**Work instruction**
In the text on reusing wastewater and sewage sludge, which country is given as an example of using wastewater-fed fisheries?

**Extract to read**
============

Reuse of wastewater and sewage sludge in agriculture should be strictly controlled in order to avoid chemical and/or microbiological contamination.

In the AC10, but most probably in all transition countries, the reuse of sewage sludge from treatment plants as fertilisers in agriculture is not common. A lack of knowledge of the real health risks and the wide adoption of unenforceable standards have tended to encourage the belief that reuse of effluents for irrigation is a costly process requiring sophisticated treatment technology. This has resulted in a failure to plan for wastewater reuse where sewage schemes have been installed. Especially in arid and semi-arid regions it is of high importance to include the reuse of treated wastewater as source for irrigation water. To achieve this and to ensure health protection, more realistic water quality guidelines are needed, taking account of the improved knowledge on epidemiological implications of wastewater reuse. A cheap, simple and effective solution is for example proper designed wastewater stabilization ponds used for secondary sewage treatment. The produced effluents are suitable for the use in irrigation and aquaculture. Wastewater–fed fisheries is used for example in Hungary (WHO 1989).

============

**Records provided**
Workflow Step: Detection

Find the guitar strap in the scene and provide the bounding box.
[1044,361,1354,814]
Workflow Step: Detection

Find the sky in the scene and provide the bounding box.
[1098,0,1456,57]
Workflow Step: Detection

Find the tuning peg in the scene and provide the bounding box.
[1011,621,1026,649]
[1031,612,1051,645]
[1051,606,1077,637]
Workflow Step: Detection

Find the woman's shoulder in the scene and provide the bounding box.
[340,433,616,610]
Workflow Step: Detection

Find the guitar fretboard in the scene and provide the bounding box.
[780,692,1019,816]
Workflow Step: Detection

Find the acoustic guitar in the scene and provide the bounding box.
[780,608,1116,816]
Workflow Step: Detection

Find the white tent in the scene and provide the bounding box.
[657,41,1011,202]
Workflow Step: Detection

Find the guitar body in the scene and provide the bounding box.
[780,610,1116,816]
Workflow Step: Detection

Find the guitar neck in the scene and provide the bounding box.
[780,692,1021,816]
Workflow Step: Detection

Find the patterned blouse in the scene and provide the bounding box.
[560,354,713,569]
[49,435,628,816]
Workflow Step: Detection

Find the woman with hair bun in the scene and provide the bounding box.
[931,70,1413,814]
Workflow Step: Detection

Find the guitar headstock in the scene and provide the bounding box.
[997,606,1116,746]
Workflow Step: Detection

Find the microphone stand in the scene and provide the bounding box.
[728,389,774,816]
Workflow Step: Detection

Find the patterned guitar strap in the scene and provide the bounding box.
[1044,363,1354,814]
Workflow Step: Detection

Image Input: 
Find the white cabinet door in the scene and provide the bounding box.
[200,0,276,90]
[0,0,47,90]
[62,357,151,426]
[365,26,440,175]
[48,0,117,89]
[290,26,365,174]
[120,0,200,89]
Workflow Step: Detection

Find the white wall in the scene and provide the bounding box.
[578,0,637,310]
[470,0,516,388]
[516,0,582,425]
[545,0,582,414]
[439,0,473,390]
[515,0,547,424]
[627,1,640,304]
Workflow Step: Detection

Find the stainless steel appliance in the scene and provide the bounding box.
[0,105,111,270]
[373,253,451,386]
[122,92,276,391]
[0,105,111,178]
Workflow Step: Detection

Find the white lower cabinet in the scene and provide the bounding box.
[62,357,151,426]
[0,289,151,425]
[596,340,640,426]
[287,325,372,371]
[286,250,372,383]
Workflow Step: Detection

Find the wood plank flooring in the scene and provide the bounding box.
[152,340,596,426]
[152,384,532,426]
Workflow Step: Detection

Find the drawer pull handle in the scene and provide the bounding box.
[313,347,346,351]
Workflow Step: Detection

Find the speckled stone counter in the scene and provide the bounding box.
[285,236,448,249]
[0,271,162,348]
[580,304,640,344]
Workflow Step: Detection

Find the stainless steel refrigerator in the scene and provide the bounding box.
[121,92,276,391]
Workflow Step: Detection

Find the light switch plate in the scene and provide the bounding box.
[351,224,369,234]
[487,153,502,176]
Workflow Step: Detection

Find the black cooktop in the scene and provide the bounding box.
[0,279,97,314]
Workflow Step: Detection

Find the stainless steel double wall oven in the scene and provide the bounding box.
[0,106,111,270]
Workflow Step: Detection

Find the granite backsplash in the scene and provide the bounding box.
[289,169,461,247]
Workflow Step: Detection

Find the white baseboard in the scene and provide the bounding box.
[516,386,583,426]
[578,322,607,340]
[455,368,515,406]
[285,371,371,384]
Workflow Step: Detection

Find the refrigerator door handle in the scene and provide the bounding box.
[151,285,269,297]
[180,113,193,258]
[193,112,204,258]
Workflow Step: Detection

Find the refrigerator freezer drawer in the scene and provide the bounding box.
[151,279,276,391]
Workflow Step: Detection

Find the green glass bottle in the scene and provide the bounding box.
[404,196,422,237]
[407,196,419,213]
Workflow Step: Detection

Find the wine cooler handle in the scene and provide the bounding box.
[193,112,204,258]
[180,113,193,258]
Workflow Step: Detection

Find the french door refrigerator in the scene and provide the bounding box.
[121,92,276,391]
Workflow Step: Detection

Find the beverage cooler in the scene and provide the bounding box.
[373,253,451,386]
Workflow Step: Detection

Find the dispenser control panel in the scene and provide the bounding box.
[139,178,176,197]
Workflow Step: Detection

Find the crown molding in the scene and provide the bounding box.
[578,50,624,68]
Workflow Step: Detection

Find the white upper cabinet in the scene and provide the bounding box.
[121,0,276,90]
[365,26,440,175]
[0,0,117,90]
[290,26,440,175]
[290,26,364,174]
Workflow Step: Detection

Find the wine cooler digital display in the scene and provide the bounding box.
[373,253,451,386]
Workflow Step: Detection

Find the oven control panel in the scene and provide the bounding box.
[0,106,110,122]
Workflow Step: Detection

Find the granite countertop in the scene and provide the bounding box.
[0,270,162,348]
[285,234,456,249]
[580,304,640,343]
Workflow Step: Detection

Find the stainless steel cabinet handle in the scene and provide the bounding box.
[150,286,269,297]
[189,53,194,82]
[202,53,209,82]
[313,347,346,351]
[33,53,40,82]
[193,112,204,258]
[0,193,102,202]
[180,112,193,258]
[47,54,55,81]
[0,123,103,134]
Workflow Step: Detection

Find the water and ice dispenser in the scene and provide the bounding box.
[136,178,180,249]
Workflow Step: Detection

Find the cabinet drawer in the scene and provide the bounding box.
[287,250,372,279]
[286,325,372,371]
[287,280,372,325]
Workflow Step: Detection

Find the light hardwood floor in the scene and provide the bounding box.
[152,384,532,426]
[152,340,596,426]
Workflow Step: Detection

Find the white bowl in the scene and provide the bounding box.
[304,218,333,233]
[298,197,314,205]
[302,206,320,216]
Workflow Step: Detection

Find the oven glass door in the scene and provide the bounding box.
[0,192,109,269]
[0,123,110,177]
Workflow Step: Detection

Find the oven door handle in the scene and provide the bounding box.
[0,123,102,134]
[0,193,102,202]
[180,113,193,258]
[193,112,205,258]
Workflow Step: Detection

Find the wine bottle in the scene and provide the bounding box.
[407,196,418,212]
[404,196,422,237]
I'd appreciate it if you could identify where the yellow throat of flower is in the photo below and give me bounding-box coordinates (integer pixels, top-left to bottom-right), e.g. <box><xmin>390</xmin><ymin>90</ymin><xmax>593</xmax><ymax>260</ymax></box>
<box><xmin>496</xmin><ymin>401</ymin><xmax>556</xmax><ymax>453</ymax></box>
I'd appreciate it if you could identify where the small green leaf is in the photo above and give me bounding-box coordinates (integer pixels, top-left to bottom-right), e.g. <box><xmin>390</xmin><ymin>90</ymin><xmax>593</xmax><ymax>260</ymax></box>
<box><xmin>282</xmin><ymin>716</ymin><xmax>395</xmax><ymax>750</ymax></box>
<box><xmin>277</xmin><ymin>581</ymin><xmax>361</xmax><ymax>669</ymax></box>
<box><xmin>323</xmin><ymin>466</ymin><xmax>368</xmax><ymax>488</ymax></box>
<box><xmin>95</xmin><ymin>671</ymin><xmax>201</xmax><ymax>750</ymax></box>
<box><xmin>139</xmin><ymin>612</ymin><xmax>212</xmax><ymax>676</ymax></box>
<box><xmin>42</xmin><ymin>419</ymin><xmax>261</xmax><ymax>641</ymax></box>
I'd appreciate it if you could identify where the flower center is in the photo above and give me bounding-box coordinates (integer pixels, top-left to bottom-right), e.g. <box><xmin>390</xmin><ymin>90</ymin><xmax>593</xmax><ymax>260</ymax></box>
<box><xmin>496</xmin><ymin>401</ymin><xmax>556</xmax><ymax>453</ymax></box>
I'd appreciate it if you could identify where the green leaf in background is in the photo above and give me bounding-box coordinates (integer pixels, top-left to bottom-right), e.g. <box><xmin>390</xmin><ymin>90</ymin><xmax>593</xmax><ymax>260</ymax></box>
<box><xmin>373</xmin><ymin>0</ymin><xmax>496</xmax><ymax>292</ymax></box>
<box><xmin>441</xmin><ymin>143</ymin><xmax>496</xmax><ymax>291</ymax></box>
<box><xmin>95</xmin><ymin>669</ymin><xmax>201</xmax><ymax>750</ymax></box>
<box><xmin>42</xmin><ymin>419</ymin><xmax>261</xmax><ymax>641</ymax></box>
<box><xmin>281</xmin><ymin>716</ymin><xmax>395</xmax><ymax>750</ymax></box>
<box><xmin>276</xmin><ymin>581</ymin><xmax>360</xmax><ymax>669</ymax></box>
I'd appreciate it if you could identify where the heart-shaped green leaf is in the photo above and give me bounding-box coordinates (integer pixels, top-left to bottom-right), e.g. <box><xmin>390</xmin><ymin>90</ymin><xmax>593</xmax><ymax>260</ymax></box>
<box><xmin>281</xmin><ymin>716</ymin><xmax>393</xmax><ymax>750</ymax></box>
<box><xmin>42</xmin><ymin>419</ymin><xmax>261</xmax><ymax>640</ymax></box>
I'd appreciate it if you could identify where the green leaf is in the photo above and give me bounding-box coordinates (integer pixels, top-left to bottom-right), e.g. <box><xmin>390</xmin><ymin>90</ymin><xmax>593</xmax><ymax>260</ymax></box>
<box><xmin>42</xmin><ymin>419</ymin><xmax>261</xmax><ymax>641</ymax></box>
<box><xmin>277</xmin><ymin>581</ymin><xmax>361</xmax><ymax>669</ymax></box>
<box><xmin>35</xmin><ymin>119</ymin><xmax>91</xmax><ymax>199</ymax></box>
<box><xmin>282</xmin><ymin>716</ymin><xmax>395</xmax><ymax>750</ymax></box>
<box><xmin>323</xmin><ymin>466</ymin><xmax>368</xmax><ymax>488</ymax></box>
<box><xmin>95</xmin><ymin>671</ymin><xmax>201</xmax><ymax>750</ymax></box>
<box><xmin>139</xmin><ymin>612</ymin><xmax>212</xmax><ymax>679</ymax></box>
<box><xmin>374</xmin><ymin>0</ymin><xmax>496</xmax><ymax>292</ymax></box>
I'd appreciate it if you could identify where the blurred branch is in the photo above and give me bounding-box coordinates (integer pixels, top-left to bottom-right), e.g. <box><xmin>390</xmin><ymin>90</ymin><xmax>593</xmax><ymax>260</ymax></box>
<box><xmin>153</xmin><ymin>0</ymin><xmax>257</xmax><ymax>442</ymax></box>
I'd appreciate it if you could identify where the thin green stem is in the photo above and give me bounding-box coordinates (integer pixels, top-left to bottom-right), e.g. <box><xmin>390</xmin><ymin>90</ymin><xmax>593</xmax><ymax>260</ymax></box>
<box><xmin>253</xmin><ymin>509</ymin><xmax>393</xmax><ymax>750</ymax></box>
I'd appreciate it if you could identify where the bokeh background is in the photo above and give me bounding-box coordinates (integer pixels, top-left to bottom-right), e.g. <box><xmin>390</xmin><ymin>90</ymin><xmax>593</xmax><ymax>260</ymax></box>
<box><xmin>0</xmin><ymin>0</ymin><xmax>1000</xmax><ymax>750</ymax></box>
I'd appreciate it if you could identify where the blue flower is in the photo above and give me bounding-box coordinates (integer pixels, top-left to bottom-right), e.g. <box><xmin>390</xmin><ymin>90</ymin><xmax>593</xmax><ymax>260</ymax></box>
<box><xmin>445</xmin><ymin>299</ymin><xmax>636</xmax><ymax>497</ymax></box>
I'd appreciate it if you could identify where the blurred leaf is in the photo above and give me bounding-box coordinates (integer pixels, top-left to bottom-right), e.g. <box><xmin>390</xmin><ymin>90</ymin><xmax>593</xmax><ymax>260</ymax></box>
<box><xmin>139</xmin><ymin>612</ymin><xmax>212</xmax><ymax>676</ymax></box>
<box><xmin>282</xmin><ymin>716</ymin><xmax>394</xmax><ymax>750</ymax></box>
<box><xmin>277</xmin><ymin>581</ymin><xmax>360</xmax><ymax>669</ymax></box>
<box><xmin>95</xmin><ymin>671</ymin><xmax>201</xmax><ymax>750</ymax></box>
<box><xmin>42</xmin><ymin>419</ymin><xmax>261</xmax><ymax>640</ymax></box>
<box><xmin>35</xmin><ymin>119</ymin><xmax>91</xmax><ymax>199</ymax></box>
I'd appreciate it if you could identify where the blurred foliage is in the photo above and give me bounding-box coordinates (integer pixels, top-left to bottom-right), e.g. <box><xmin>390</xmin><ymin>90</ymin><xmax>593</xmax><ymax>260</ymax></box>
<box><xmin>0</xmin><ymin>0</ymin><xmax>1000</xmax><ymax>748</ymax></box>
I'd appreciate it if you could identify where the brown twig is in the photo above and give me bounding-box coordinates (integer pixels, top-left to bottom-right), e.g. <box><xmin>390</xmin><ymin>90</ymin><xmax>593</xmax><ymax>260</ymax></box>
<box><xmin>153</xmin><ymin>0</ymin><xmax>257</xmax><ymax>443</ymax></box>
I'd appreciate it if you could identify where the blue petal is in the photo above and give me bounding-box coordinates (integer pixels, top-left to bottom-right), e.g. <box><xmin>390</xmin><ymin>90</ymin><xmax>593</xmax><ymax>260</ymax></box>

============

**Written solution**
Hungary.